## VOTRE CONSIGNE:
Répondez à ces questions à partir du texte extrait ci-dessous :
(a) En vertu de quels articles du code pénal bahreïnien les prévenus sont-ils inculpés ?
(b) Quelle fonction Niku Jafarnia occupe-t-elle à Human Rights Watch ?
(c) Quel article de la Déclaration universelle des droits de l'homme le texte cite-t-il ?

24 mars 2023 | HRW

Trois membres d’une société culturelle à Bahreïn doivent être jugés le 28 février 2023 pour avoir simplement exercé leur droit à la liberté d’expression et de croyance, a déclaré Human Rights Watch aujourd’hui. Les autorités bahreïnies devraient immédiatement abandonner toutes les charges retenues contre ces hommes et mettre fin aux commentaires publics incendiaires condamnant la société pour des motifs religieux.

Les accusés, Jalal al-Qassab, Redha Rajab et Mohamed Rajab, sont membres de la société Al-Tajdeed, un groupe qui prône la discussion ouverte et le questionnement sur la religion et la jurisprudence islamique. La Direction de la cybercriminalité et le ministère du Développement social ont porté l’affaire devant les tribunaux. Les procureurs inculpent les prévenus en vertu des articles 309 et 310 du code pénal bahreïnien, qui érige en infraction toute expression qui « ridiculise » l’un des « textes religieux reconnus » du Bahreïn. Le procès s’ouvre une semaine avant que Bahreïn n’accueille l’Assemblée de l’Union interparlementaire, dont le thème est « Promouvoir la coexistence pacifique et les sociétés inclusives : Combattre l’intolérance ».

« Personne ne devrait jamais être jugé simplement pour avoir exprimé pacifiquement ses propres opinions sur la religion », a déclaré Niku Jafarnia, chercheuse sur le Bahreïn et le Yémen à Human Rights Watch. « En organisant ce procès une semaine seulement avant d’accueillir l’Assemblée de l’Union interparlementaire, les autorités bahreïnies montrent qu’elles n’ont aucune intention de permettre la coexistence et une société inclusive si cela signifie autoriser le débat sur des sujets controversés. »

Human Rights Watch a parlé avec trois personnes liées à l’affaire, qui ont toutes demandé à rester anonymes par crainte de représailles. L’une d’entre elles, membre de la société Al-Tajdeed, a déclaré que l’affaire concernait « la liberté de parole, la liberté d’expression ». Il a ajouté : « Nous sommes une société culturelle, nous sommes une société de recherche, et nous faisons des recherches sur les bases de notre culture… Nous avons simplement des points de vue différents, et nous recevons toutes ces pressions pour arrêter nos émissions et nos études. »

Dans une déclaration publiée en ligne, le procureur général a affirmé que les défendeurs ont violé la liberté de croyance en raison de leurs « récits et idées ». Les poursuites engagées pour ces motifs sont contraires au droit international des droits de l’homme, notamment à l’article 19 de la Déclaration universelle des droits de l’homme, qui prévoit la liberté d’opinion et d’expression.

Ces procès ont lieu alors que le gouvernement bahreïni tente de blanchir ses violations des droits humains et d’afficher une image de réforme et de tolérance au niveau international, notamment en accueillant l’Assemblée de l’Union interparlementaire. Malgré ces promotions publiques de l’inclusivité, une personne interrogée par Human Rights Watch a déclaré : « La société Al-Tajdeed est devenue la cible de discours haineux et d’incitations très répandus de la part de puissants ecclésiastiques du pays, et le gouvernement a fermé les yeux. »

## DONNÉES D'ENTRÉE:

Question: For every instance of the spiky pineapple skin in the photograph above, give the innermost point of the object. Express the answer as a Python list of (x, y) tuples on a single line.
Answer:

## RÉSULTAT:
(a) Les articles 309 et 310.
(b) Chercheuse sur le Bahreïn et le Yémen.
(c) L'article 19.